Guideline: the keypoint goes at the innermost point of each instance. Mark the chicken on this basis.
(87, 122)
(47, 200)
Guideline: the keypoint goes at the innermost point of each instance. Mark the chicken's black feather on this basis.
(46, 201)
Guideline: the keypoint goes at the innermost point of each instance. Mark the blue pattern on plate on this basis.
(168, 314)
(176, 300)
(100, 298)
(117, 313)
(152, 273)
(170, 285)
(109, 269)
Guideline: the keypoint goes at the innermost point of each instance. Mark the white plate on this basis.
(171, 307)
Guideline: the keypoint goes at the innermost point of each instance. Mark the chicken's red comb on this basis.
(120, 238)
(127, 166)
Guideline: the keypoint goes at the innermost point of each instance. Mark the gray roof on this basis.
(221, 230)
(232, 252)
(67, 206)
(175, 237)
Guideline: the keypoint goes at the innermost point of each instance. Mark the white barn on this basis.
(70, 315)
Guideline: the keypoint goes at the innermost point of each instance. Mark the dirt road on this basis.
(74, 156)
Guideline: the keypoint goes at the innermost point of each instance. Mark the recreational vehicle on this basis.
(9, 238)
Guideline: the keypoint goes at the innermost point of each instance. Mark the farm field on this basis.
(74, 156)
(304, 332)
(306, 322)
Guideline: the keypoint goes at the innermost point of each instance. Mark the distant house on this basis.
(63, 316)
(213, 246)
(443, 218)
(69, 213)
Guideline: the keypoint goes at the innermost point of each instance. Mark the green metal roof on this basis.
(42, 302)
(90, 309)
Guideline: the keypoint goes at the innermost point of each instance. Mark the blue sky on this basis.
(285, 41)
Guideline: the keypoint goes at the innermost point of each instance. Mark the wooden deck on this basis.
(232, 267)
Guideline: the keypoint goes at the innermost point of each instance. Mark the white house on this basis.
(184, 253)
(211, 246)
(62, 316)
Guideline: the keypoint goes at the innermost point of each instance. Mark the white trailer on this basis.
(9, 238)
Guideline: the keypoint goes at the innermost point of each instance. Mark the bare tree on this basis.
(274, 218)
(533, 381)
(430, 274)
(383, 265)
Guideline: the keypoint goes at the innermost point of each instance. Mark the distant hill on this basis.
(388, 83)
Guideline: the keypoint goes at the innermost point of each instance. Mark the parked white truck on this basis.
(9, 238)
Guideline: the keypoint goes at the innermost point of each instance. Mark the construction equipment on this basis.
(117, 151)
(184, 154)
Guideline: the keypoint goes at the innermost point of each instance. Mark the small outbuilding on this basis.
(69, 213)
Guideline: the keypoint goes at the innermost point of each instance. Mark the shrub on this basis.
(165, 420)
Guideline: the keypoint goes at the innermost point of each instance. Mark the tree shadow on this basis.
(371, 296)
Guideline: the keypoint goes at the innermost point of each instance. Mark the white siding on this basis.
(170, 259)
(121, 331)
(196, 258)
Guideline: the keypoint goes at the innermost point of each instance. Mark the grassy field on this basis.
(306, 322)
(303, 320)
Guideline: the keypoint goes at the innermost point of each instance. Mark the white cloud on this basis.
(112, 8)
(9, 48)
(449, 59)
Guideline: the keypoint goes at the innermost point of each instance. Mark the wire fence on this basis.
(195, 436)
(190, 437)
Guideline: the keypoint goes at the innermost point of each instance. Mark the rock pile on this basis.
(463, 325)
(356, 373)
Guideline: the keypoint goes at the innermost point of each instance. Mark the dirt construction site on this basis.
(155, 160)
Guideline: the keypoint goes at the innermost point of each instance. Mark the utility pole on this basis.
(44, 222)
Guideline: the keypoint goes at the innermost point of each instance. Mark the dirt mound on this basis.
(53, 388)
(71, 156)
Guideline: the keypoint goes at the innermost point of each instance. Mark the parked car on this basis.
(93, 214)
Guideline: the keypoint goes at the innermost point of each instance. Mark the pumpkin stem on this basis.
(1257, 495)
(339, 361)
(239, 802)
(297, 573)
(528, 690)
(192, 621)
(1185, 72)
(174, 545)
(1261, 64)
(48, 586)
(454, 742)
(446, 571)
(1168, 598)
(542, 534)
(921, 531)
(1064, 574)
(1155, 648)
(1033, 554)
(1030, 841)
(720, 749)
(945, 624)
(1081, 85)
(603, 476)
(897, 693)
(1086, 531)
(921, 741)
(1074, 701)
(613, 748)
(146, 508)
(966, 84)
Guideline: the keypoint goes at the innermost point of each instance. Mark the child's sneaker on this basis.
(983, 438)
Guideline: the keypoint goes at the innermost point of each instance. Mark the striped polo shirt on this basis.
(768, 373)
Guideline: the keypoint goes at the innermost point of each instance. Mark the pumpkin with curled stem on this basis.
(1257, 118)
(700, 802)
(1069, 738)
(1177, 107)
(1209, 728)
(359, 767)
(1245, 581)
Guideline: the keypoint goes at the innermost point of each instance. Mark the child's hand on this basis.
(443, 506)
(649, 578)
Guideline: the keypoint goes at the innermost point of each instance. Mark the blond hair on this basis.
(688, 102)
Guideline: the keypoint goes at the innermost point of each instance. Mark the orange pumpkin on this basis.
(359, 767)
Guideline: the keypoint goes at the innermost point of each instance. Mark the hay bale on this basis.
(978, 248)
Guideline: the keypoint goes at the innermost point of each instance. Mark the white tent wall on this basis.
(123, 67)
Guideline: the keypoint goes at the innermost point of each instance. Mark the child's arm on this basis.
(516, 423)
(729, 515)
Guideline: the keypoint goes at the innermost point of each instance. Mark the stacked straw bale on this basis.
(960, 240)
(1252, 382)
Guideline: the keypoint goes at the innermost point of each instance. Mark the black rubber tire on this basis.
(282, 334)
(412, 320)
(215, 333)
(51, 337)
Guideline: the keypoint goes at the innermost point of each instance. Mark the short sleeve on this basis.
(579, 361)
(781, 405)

****************************************

THE TASK:
Transcribe, exactly and completely, all of the entries.

EXERCISE SOLUTION:
Guideline: the keypoint goes at the innermost point of each instance. Mark the chicken on this basis.
(87, 122)
(47, 200)
Guideline: the keypoint goes at the innermost point of each instance. Mark the chicken's black feather on this basis.
(46, 201)
Guideline: the keypoint goes at the innermost point of each instance. Mark the blue pattern on plate on this basis.
(168, 314)
(176, 300)
(100, 298)
(117, 313)
(152, 273)
(170, 285)
(109, 269)
Guideline: the keypoint goes at the innermost point of each instance. Mark the white plate on this basis.
(171, 307)
Guideline: the keypoint goes at the innermost point of each instance. Mark the chicken's red comb on this basis.
(120, 238)
(127, 166)
Guideline: the keypoint goes at the innermost point of each instance. Mark the gray roof on this basis.
(221, 230)
(232, 252)
(67, 206)
(175, 237)
Guideline: the keypoint goes at the innermost point of each instance. Mark the white barn on this basis.
(70, 315)
Guideline: the keypoint goes at the innermost point of each instance. Mark the dirt road on this basis.
(74, 156)
Guideline: the keypoint goes at the innermost point of each instance. Mark the recreational vehicle on this basis.
(9, 238)
Guideline: the keypoint goes at the innermost point of each instance. Mark the farm field on this basis.
(74, 156)
(304, 332)
(306, 322)
Guideline: the keypoint goes at the innermost point of each instance. Mark the distant house on this basis.
(63, 316)
(213, 246)
(443, 218)
(69, 213)
Guideline: the keypoint goes at the innermost point of each instance. Mark the green metal roof on this basis.
(42, 302)
(90, 309)
Guideline: the keypoint goes at the innermost point of each instance. Mark the blue sky on this basis.
(285, 41)
Guideline: the keypoint goes at the innermost point of each instance. Mark the wooden deck on this basis.
(232, 267)
Guideline: the keypoint goes at the innermost point of each instance. Mark the white house on this basis.
(184, 253)
(211, 246)
(62, 316)
Guideline: the keypoint goes at the innermost point of each instance. Mark the white trailer on this basis.
(9, 238)
Guideline: the keypoint goes at the innermost point of each instance. Mark the bare tree on this basis.
(274, 218)
(533, 381)
(430, 274)
(383, 265)
Guideline: the keypoint goes at the innermost point of each instance. Mark the distant hill on this basis.
(388, 83)
Guideline: the keypoint goes at the innermost point of each instance. Mark the parked white truck on this basis.
(9, 238)
Guideline: the keypoint goes at the innermost point of each instance. Mark the construction equipment on this basis.
(117, 151)
(184, 154)
Guideline: the keypoint goes at the innermost point of each instance. Mark the small outbuilding on this basis.
(69, 213)
Guideline: the keypoint goes at the innermost point of each instance. Mark the shrub on this basis.
(165, 420)
Guideline: the keypoint goes at the innermost point of each instance. Mark the tree shadow on this basis.
(371, 296)
Guideline: the keypoint goes at the innermost point of each instance. Mark the white siding on this basis.
(170, 259)
(121, 331)
(196, 258)
Guideline: the keypoint goes at the innermost point of each instance. Mark the grassy field on this basis.
(306, 322)
(303, 320)
Guideline: the keypoint goes at the innermost point of each instance. Mark the white cloud on this basis.
(112, 8)
(9, 48)
(449, 59)
Guideline: the keypoint goes at the innermost point of each instance. Mark the wire fence on this basis.
(195, 436)
(190, 437)
Guideline: the keypoint goes at the innermost point of each instance. Mark the rock pile on this basis.
(463, 325)
(356, 373)
Guideline: the keypoint goes at the innermost point of each instance. Mark the dirt construction site on this basis.
(155, 160)
Guideline: the keypoint goes at the innermost point of each instance. Mark the utility pole on this basis.
(44, 222)
Guideline: the keypoint goes at the innermost point of each instance. Mark the dirt mound on this basis.
(53, 388)
(71, 156)
Guideline: the keypoint goes at the innermost point of each instance. Mark the parked car on this basis.
(93, 214)
Guideline: the keypoint goes at the innermost point of each instance. Mark the pumpkin stem on this basis.
(1257, 495)
(339, 361)
(239, 802)
(297, 573)
(528, 690)
(192, 621)
(1185, 72)
(174, 545)
(1261, 64)
(48, 586)
(454, 742)
(446, 571)
(1168, 598)
(542, 534)
(921, 531)
(1064, 574)
(1155, 648)
(1033, 554)
(1030, 841)
(720, 749)
(945, 624)
(1081, 85)
(603, 476)
(897, 693)
(1086, 531)
(921, 741)
(1074, 701)
(613, 748)
(146, 508)
(966, 84)
Guideline: the keypoint goes at the innermost point of each instance. Mark the child's sneaker on this basis.
(983, 438)
Guideline: the keypoint goes at the innermost point of each instance. Mark the striped polo shirt on this basis.
(768, 373)
Guideline: the keypoint goes at the innermost point of each instance. Mark the pumpkin with curled stem on this basis.
(1257, 118)
(700, 802)
(1069, 738)
(1177, 107)
(1209, 728)
(359, 767)
(1245, 581)
Guideline: the keypoint goes at the innermost point of each instance. Mark the child's hand on this basis.
(443, 506)
(649, 578)
Guideline: the keypoint goes at the innermost point of each instance. Mark the blond hair on this basis.
(688, 102)
Guideline: the keypoint goes at the innermost point of each instance. Mark the orange pumpkin on this basis.
(359, 767)
Guideline: the keypoint goes at the innermost point of each instance. Mark the hay bale on this basis.
(978, 248)
Guideline: the keypoint goes at the innermost point of each instance. Mark the white tent wall on this basis.
(123, 67)
Guideline: the keypoint goes at the innermost point of each instance. Mark the child's arm on this basis.
(516, 423)
(729, 515)
Guideline: the keypoint goes at the innermost point of each instance. Mark the stacked straw bale on this basis.
(960, 240)
(1252, 382)
Guideline: the keypoint goes at the innermost point of each instance. Mark the black rubber tire on this basis.
(282, 334)
(412, 320)
(215, 333)
(51, 337)
Guideline: the keypoint goes at the innermost point of each instance. Mark the short sleeve on this basis.
(579, 361)
(781, 405)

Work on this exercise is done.